▶ [Task description]: Below are records to be repeated in full. Give them exactly.

[Stored items]

***

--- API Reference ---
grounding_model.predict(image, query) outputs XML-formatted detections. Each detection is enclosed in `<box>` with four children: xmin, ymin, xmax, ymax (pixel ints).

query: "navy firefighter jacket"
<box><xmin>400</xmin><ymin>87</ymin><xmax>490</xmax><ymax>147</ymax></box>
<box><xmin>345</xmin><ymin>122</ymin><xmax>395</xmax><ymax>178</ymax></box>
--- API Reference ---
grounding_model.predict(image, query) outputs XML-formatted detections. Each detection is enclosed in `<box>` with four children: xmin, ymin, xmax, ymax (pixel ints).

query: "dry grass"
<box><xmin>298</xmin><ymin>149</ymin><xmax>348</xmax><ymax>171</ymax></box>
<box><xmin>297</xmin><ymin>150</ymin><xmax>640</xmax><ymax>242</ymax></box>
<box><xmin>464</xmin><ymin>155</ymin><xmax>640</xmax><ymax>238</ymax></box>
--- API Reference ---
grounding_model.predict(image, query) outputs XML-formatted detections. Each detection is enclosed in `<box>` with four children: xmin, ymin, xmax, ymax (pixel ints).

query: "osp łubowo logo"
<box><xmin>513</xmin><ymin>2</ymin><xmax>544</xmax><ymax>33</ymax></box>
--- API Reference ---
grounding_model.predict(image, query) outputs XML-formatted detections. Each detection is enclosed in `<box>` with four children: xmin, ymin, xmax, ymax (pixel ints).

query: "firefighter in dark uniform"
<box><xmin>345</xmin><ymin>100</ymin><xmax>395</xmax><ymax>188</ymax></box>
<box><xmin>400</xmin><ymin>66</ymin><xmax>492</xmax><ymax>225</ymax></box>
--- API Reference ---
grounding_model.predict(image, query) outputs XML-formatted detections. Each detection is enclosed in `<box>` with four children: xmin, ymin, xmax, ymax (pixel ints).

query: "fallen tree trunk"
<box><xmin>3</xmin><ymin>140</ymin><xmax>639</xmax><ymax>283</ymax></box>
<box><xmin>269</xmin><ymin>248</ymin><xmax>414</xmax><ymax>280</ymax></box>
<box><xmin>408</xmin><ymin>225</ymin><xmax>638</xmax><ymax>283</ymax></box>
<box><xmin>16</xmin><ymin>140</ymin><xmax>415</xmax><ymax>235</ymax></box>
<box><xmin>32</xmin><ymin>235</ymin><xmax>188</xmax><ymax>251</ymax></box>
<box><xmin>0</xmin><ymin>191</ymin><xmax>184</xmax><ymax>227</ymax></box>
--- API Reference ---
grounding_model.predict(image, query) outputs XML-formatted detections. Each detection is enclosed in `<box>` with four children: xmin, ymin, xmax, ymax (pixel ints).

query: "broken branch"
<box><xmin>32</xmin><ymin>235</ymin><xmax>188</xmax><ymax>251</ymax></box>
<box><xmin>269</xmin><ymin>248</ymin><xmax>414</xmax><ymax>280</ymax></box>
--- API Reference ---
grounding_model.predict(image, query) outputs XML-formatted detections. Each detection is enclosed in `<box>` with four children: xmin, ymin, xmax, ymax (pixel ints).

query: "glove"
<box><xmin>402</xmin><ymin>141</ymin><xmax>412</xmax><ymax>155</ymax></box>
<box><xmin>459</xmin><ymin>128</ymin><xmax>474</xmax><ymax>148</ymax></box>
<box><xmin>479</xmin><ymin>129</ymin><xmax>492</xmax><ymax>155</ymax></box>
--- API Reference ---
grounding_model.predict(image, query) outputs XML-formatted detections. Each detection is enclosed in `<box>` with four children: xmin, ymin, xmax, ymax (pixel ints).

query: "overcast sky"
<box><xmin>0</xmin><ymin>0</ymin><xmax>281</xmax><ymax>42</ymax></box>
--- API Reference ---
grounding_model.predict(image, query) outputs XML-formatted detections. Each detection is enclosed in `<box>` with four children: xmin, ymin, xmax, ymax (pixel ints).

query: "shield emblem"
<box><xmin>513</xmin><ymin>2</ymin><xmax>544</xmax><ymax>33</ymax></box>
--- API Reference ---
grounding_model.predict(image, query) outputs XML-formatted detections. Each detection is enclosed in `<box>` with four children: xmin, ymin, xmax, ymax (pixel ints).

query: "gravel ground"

***

▶ [Solution for this task]:
--- API Reference ---
grounding_model.predict(image, query) outputs XML-formatted detections. Each detection is enclosed in `<box>` with four children: xmin, ymin, xmax, ymax (pixel ints).

query: "navy firefighter jacket"
<box><xmin>400</xmin><ymin>87</ymin><xmax>490</xmax><ymax>147</ymax></box>
<box><xmin>345</xmin><ymin>122</ymin><xmax>395</xmax><ymax>178</ymax></box>
--- API Reference ---
grounding_model.predict(image, query) outputs XML-formatted detections. Each detection is enclosed in `<box>` with four children: xmin, ymin, xmax, ymax (pixel ints).

query: "dry grass"
<box><xmin>298</xmin><ymin>149</ymin><xmax>348</xmax><ymax>171</ymax></box>
<box><xmin>297</xmin><ymin>150</ymin><xmax>640</xmax><ymax>242</ymax></box>
<box><xmin>464</xmin><ymin>155</ymin><xmax>640</xmax><ymax>238</ymax></box>
--- API Reference ---
grounding_model.predict(image, query) outputs XML-formatted detections. Each detection is enclosed in `<box>` with four children: xmin, ymin, xmax, ymax (pixel ints).

query: "osp łubowo logo"
<box><xmin>513</xmin><ymin>2</ymin><xmax>544</xmax><ymax>33</ymax></box>
--- API Reference ---
grounding_model.predict(image, query) outputs XML-formatted detections. Each detection is enclosed in `<box>` with four children: xmin, ymin, xmax, ymax (pixel ints).

query: "firefighter in dark uniform"
<box><xmin>345</xmin><ymin>100</ymin><xmax>395</xmax><ymax>188</ymax></box>
<box><xmin>400</xmin><ymin>66</ymin><xmax>492</xmax><ymax>225</ymax></box>
--- API Reference ---
grounding_model.predict(image, query) outputs XML-formatted detections. Each detection is enclosed in `<box>` with four children: xmin, ymin, xmax, ymax (pixel ints).

query: "fallen tree trunk"
<box><xmin>3</xmin><ymin>140</ymin><xmax>639</xmax><ymax>283</ymax></box>
<box><xmin>269</xmin><ymin>248</ymin><xmax>414</xmax><ymax>280</ymax></box>
<box><xmin>408</xmin><ymin>225</ymin><xmax>638</xmax><ymax>283</ymax></box>
<box><xmin>16</xmin><ymin>140</ymin><xmax>415</xmax><ymax>235</ymax></box>
<box><xmin>32</xmin><ymin>235</ymin><xmax>188</xmax><ymax>251</ymax></box>
<box><xmin>0</xmin><ymin>191</ymin><xmax>184</xmax><ymax>227</ymax></box>
--- API Reference ---
grounding_model.predict(image, query) outputs XML-formatted detections. Each detection is enclosed in `<box>` with four children: xmin, ymin, xmax, ymax (pixel ints).

query: "broken branch"
<box><xmin>32</xmin><ymin>235</ymin><xmax>188</xmax><ymax>251</ymax></box>
<box><xmin>269</xmin><ymin>248</ymin><xmax>414</xmax><ymax>280</ymax></box>
--- API Reference ---
grounding_model.predict(image, query) outputs XML-formatted detections. Each detection is enclosed in `<box>` with four children: xmin, ymin, xmax, ymax (pixel ints).

query: "glove"
<box><xmin>402</xmin><ymin>141</ymin><xmax>412</xmax><ymax>155</ymax></box>
<box><xmin>459</xmin><ymin>128</ymin><xmax>474</xmax><ymax>148</ymax></box>
<box><xmin>479</xmin><ymin>129</ymin><xmax>492</xmax><ymax>155</ymax></box>
--- API Reference ---
grounding_model.predict(image, query) outputs XML-formatted detections. Each detection is enclosed in `<box>` with four children: xmin, ymin, xmax, ymax (pixel ints).

query: "overcast sky"
<box><xmin>0</xmin><ymin>0</ymin><xmax>281</xmax><ymax>42</ymax></box>
--- API Reference ---
grounding_model.predict(image, query) outputs XML-formatted detections. Each detection is enclosed in `<box>` with four children: xmin, ymin, xmax, ymax (pixel ints).

query: "shield emblem"
<box><xmin>513</xmin><ymin>2</ymin><xmax>544</xmax><ymax>33</ymax></box>
--- API Reference ---
grounding_model.predict(image, query) outputs XML-formatted detections. Each detection is enclosed in `<box>` with four children: xmin, ymin, xmax, ymax (pixel ints).

query: "gravel ground"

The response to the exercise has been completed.